Transcribe each entry below exactly. Pictures do not go in the copy.
## Start DATASET EXTRACT
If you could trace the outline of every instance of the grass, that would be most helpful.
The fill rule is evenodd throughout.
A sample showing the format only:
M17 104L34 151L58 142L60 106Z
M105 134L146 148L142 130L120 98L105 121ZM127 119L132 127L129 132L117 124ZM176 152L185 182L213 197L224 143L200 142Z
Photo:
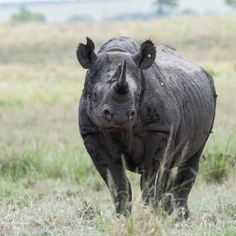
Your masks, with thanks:
M0 235L235 235L236 16L147 22L4 24L0 27ZM108 29L108 30L104 30ZM177 48L213 76L213 134L190 195L192 218L177 224L141 203L117 219L78 130L85 71L75 58L86 36L152 38Z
## End DATASET EXTRACT
RESPONSE TO THIS EXERCISE =
If you could trace the outline of every instance of the grass, that would be most helpful.
The fill rule is evenodd throughout.
A sample showing the format only:
M17 104L34 151L58 142L60 106Z
M105 134L146 148L142 130L120 98L105 121ZM127 119L132 127L129 132L117 124ZM176 152L185 182L213 197L224 143L200 142Z
Photo:
Your masks, with thanks:
M0 235L235 235L236 16L147 22L4 24L0 27ZM108 29L108 30L104 30ZM177 48L213 76L213 134L190 195L192 218L177 224L141 203L117 219L78 130L85 71L75 58L86 36L152 38Z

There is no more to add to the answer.